EXTRAIT FOURNI –
Mais ni la rigueur du climat, ni la longue obscurité des nuits d’hiver, ne peuvent altérer l’affection que ces habitans portent à leur pays. Ils l’aiment avec sincérité et le font aimer au voyageur par leur hospitalité cordiale ; ici tout étranger est comme un hôte de prédilection que la providence envoie aux habitans de la ville. La maîtresse de maison le regarde avec une sorte de sollicitude maternelle, et les jeunes filles au regard timide, aux cheveux blonds nattés, le servent elles-mêmes à table comme des filles de patriarche.

TÂCHES ET EXERCICES –
- 1) Dans l’extrait fourni, avec quel sentiment la maîtresse de maison regarde-t-elle l’étranger ?
- 2) Recopiez mot pour mot l’extrait fourni, en commençant à « Mais ni la rigueur » et en poursuivant jusqu’à « filles de patriarche. ».
Les lignes n’ont aucune utilité pour ces exercices.

MATÉRIEL DE TRAVAIL –
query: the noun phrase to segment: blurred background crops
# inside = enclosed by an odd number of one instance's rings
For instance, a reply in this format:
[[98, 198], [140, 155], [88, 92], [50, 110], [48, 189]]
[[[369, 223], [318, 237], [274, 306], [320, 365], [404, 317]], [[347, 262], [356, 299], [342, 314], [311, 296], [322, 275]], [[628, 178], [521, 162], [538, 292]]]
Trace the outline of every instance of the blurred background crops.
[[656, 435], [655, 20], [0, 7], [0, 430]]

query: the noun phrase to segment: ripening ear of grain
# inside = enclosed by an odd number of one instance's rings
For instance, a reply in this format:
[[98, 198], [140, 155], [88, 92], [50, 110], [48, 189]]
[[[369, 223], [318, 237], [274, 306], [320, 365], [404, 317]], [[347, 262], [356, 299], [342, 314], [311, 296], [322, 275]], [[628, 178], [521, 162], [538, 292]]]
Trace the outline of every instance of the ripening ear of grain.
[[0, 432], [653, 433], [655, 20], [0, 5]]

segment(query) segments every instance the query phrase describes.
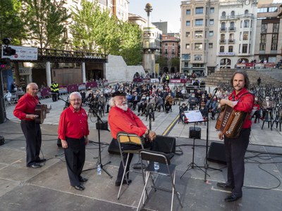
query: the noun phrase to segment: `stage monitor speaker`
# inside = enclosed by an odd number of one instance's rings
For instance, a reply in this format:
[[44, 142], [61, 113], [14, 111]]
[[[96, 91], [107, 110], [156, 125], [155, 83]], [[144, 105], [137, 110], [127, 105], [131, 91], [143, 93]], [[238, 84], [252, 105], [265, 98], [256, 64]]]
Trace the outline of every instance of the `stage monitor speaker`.
[[171, 136], [157, 135], [154, 140], [154, 143], [157, 144], [159, 151], [165, 153], [175, 153], [176, 143], [176, 139]]
[[121, 155], [118, 141], [114, 139], [111, 140], [111, 142], [108, 148], [108, 152], [110, 154]]
[[189, 139], [201, 139], [201, 128], [198, 127], [189, 127]]
[[226, 164], [224, 143], [212, 142], [207, 160], [221, 164]]
[[108, 129], [108, 121], [104, 121], [103, 123], [99, 123], [98, 122], [96, 123], [96, 129], [101, 129], [101, 130], [109, 130]]
[[0, 146], [5, 143], [5, 139], [4, 136], [0, 136]]

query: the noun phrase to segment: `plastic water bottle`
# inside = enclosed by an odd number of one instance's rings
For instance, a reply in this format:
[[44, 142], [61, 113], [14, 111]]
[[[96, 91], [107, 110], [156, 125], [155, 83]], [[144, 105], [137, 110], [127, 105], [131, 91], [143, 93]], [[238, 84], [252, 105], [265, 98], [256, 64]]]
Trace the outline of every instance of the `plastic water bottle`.
[[157, 162], [154, 162], [154, 169], [157, 171], [159, 170], [159, 163]]
[[100, 166], [100, 165], [98, 165], [98, 166], [97, 166], [97, 174], [98, 175], [101, 174], [101, 166]]

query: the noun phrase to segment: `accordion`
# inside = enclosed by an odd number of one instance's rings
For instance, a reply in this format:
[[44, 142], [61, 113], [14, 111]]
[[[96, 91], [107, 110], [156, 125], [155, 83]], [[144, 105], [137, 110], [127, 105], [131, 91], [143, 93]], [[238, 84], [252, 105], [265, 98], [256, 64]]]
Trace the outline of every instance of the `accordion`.
[[216, 129], [223, 132], [227, 138], [236, 138], [239, 136], [243, 124], [247, 115], [247, 113], [235, 110], [231, 107], [225, 105], [221, 107]]
[[50, 112], [51, 106], [49, 108], [47, 108], [47, 105], [37, 104], [35, 107], [35, 114], [38, 115], [38, 117], [35, 119], [35, 123], [42, 124], [46, 118], [46, 114]]

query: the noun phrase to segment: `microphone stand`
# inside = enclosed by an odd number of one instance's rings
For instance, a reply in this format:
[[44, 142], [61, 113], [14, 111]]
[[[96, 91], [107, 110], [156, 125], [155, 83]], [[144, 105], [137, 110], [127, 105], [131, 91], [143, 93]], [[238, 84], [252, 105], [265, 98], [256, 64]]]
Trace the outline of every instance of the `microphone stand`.
[[[107, 163], [103, 165], [102, 163], [102, 158], [101, 158], [101, 136], [100, 136], [100, 125], [102, 124], [104, 124], [103, 121], [101, 120], [101, 117], [98, 115], [98, 114], [97, 113], [96, 110], [94, 109], [93, 109], [93, 113], [94, 113], [94, 115], [96, 115], [97, 117], [97, 125], [98, 125], [98, 143], [99, 143], [99, 156], [98, 156], [98, 164], [101, 167], [101, 170], [102, 170], [104, 172], [106, 172], [106, 174], [109, 175], [109, 177], [110, 177], [110, 178], [112, 178], [113, 176], [111, 176], [106, 170], [104, 169], [104, 166], [106, 165], [108, 165], [109, 163], [111, 163], [111, 161], [109, 161]], [[109, 129], [107, 129], [109, 131]]]

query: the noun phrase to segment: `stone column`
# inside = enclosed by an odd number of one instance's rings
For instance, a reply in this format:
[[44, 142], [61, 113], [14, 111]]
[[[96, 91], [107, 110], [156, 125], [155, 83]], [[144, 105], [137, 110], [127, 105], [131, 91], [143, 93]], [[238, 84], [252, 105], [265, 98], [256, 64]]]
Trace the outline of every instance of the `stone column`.
[[51, 87], [51, 63], [49, 61], [46, 63], [46, 80], [47, 85], [50, 87]]
[[85, 63], [82, 63], [81, 67], [82, 68], [82, 83], [86, 83]]

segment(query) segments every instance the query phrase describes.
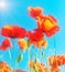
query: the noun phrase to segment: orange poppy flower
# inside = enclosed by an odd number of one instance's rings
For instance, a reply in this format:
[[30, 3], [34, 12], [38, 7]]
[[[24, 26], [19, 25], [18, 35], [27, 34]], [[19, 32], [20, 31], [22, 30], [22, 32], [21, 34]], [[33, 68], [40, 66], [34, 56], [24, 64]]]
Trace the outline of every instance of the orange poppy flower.
[[52, 16], [41, 16], [37, 19], [37, 27], [47, 35], [54, 35], [59, 27], [57, 25], [57, 20]]
[[43, 37], [43, 32], [39, 29], [34, 29], [33, 31], [28, 32], [30, 42], [40, 49], [47, 47], [47, 41]]
[[21, 27], [8, 24], [1, 29], [1, 34], [9, 38], [24, 38], [26, 31]]
[[14, 70], [13, 72], [26, 72], [26, 71], [22, 71], [22, 70]]
[[11, 68], [6, 62], [0, 62], [0, 72], [11, 72]]
[[12, 43], [11, 43], [10, 39], [4, 39], [2, 41], [2, 44], [0, 45], [0, 49], [3, 50], [3, 51], [6, 51], [9, 48], [12, 48]]
[[22, 50], [28, 49], [28, 41], [25, 41], [24, 39], [19, 39], [18, 44], [19, 44], [20, 49], [22, 49]]
[[57, 68], [65, 64], [65, 55], [53, 55], [48, 59], [52, 68]]
[[36, 18], [36, 17], [41, 16], [43, 12], [43, 9], [40, 7], [35, 7], [35, 8], [29, 7], [28, 9], [30, 11], [29, 16], [31, 16], [32, 18]]
[[42, 63], [30, 61], [29, 65], [31, 69], [36, 70], [37, 72], [47, 72], [47, 69]]

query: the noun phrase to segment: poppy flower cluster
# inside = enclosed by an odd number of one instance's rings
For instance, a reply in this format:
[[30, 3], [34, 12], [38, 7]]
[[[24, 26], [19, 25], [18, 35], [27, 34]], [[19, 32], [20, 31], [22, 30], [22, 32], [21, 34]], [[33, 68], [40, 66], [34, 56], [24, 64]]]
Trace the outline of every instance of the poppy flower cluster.
[[6, 62], [0, 62], [0, 72], [12, 72], [11, 68]]
[[23, 70], [12, 70], [8, 64], [7, 62], [2, 62], [0, 61], [0, 72], [26, 72], [26, 71], [23, 71]]
[[8, 50], [9, 48], [12, 48], [12, 43], [11, 43], [10, 39], [7, 38], [7, 39], [4, 39], [4, 40], [2, 41], [2, 44], [0, 44], [0, 50], [6, 51], [6, 50]]
[[[39, 49], [46, 48], [47, 41], [44, 39], [44, 35], [53, 37], [59, 30], [57, 20], [52, 16], [44, 16], [43, 9], [40, 7], [29, 7], [28, 14], [37, 21], [37, 29], [26, 31], [22, 27], [8, 24], [2, 27], [1, 35], [11, 39], [18, 38], [18, 44], [22, 50], [26, 50], [29, 48], [29, 43], [37, 47]], [[28, 38], [29, 41], [25, 41], [24, 38]], [[7, 44], [4, 44], [4, 47]], [[6, 49], [4, 47], [2, 44], [2, 50]]]
[[57, 68], [65, 64], [65, 55], [52, 55], [48, 59], [48, 63], [52, 68]]
[[52, 55], [48, 58], [50, 69], [40, 61], [30, 61], [29, 66], [36, 72], [59, 72], [59, 66], [65, 65], [65, 55]]

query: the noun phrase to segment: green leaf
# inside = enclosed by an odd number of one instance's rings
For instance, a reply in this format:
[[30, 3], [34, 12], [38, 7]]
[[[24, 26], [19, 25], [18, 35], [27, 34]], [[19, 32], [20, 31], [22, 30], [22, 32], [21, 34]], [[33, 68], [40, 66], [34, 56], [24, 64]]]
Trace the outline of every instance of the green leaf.
[[18, 55], [17, 62], [20, 62], [22, 59], [23, 59], [23, 55], [20, 53], [20, 54]]

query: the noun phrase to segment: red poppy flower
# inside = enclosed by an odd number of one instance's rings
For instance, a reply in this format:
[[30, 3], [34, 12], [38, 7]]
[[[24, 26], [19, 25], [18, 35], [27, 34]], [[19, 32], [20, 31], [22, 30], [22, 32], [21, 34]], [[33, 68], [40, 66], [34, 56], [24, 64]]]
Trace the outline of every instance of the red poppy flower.
[[53, 55], [48, 59], [52, 68], [57, 68], [65, 64], [65, 55]]
[[12, 72], [12, 70], [6, 62], [0, 61], [0, 72]]
[[28, 31], [28, 38], [30, 39], [30, 41], [40, 41], [42, 40], [44, 37], [42, 30], [39, 29], [34, 29], [33, 31]]
[[35, 8], [29, 7], [29, 11], [30, 11], [29, 16], [31, 16], [32, 18], [36, 18], [42, 14], [43, 10], [40, 7], [35, 7]]
[[34, 29], [33, 31], [28, 31], [28, 38], [33, 45], [40, 49], [47, 47], [47, 42], [44, 39], [42, 30]]
[[41, 16], [37, 18], [37, 27], [42, 29], [42, 31], [47, 35], [54, 35], [58, 30], [59, 27], [57, 25], [57, 21], [52, 16]]
[[9, 48], [12, 48], [12, 43], [11, 43], [10, 39], [4, 39], [2, 41], [2, 44], [0, 45], [0, 49], [3, 50], [3, 51], [6, 51]]
[[24, 38], [26, 31], [18, 25], [8, 24], [1, 29], [1, 34], [9, 38]]
[[13, 72], [26, 72], [26, 71], [22, 71], [22, 70], [14, 70]]

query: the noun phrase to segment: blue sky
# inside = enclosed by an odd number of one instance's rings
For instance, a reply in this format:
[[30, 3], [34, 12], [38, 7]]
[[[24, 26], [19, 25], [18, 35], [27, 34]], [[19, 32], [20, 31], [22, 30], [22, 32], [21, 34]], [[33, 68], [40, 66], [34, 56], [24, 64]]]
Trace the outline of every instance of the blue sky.
[[[0, 0], [1, 1], [1, 0]], [[53, 54], [65, 54], [65, 0], [3, 0], [7, 2], [8, 8], [0, 9], [0, 28], [6, 24], [17, 24], [25, 28], [26, 30], [33, 30], [36, 28], [36, 22], [34, 19], [28, 16], [28, 7], [41, 7], [44, 9], [44, 14], [54, 16], [58, 20], [58, 25], [61, 30], [52, 38], [46, 38], [48, 41], [47, 49], [43, 50], [45, 52], [44, 60]], [[4, 37], [0, 35], [0, 43]], [[54, 45], [55, 39], [55, 45]], [[17, 53], [19, 53], [19, 47], [15, 40], [11, 40], [13, 43], [13, 49], [10, 50], [12, 53], [12, 64], [9, 58], [9, 50], [3, 52], [3, 58], [0, 60], [7, 61], [13, 69], [15, 69]], [[32, 48], [32, 47], [31, 47]], [[33, 50], [33, 49], [31, 49]], [[33, 50], [33, 53], [36, 51]], [[55, 53], [56, 52], [56, 53]], [[19, 63], [19, 69], [28, 69], [29, 50], [23, 53], [23, 61]], [[39, 52], [37, 52], [39, 56]], [[34, 55], [33, 55], [34, 58]], [[46, 60], [47, 61], [47, 60]], [[63, 70], [62, 70], [63, 72]]]

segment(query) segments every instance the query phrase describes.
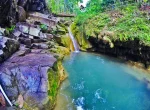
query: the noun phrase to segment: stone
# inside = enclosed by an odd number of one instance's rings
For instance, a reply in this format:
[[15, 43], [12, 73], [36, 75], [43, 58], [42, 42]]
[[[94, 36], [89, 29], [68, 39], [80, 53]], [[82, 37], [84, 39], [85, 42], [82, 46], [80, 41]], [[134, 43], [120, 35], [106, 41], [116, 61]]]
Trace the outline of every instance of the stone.
[[24, 10], [23, 7], [18, 6], [18, 14], [19, 14], [19, 21], [23, 22], [26, 21], [26, 11]]
[[40, 33], [40, 29], [34, 28], [34, 27], [30, 27], [29, 29], [29, 34], [32, 36], [39, 36]]
[[19, 25], [19, 30], [23, 33], [26, 33], [28, 34], [29, 33], [29, 27], [28, 26], [25, 26], [25, 25]]
[[0, 79], [3, 80], [2, 84], [5, 86], [12, 86], [11, 76], [6, 74], [1, 74]]
[[3, 36], [4, 32], [5, 32], [5, 29], [0, 27], [0, 36]]
[[48, 49], [48, 45], [45, 43], [33, 43], [31, 48], [34, 49]]
[[18, 0], [18, 5], [24, 7], [28, 0]]
[[53, 39], [53, 37], [54, 37], [52, 34], [46, 34], [46, 36], [47, 36], [47, 39], [48, 39], [48, 40], [51, 40], [51, 39]]
[[14, 35], [16, 38], [18, 38], [18, 37], [21, 35], [21, 32], [20, 32], [19, 30], [15, 30], [15, 31], [13, 32], [13, 35]]
[[5, 98], [3, 96], [3, 94], [0, 92], [0, 104], [2, 106], [6, 106], [6, 101], [5, 101]]
[[23, 96], [21, 94], [18, 96], [16, 103], [19, 105], [19, 108], [23, 107], [24, 100], [23, 100]]
[[30, 38], [30, 39], [34, 39], [34, 37], [33, 37], [33, 36], [31, 36], [31, 35], [29, 35], [29, 38]]
[[41, 79], [41, 86], [39, 88], [39, 92], [47, 92], [48, 90], [48, 81], [45, 80], [44, 78]]
[[19, 38], [19, 42], [21, 43], [21, 44], [25, 44], [25, 45], [27, 45], [27, 46], [31, 46], [31, 44], [32, 44], [32, 42], [31, 42], [31, 39], [29, 39], [29, 38]]
[[19, 56], [25, 56], [26, 54], [31, 53], [31, 49], [26, 49], [25, 51], [19, 51]]

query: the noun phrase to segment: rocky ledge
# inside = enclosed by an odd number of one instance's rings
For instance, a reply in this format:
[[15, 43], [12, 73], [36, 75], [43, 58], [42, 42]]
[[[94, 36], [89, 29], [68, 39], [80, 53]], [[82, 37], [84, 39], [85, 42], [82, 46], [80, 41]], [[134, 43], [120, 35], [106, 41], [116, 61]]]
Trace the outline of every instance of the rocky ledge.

RÉPONSES PAR NUMÉRO –
- 1) Avec une sorte de sollicitude maternelle.

- 2)
Mais ni la rigueur du climat, ni la longue obscurité des nuits d’hiver, ne peuvent altérer l’affection que ces habitans portent à leur pays. Ils l’aiment avec sincérité et le font aimer au voyageur par leur hospitalité cordiale ; ici tout étranger est comme un hôte de prédilection que la providence envoie aux habitans de la ville. La maîtresse de maison le regarde avec une sorte de sollicitude maternelle, et les jeunes filles au regard timide, aux cheveux blonds nattés, le servent elles-mêmes à table comme des filles de patriarche.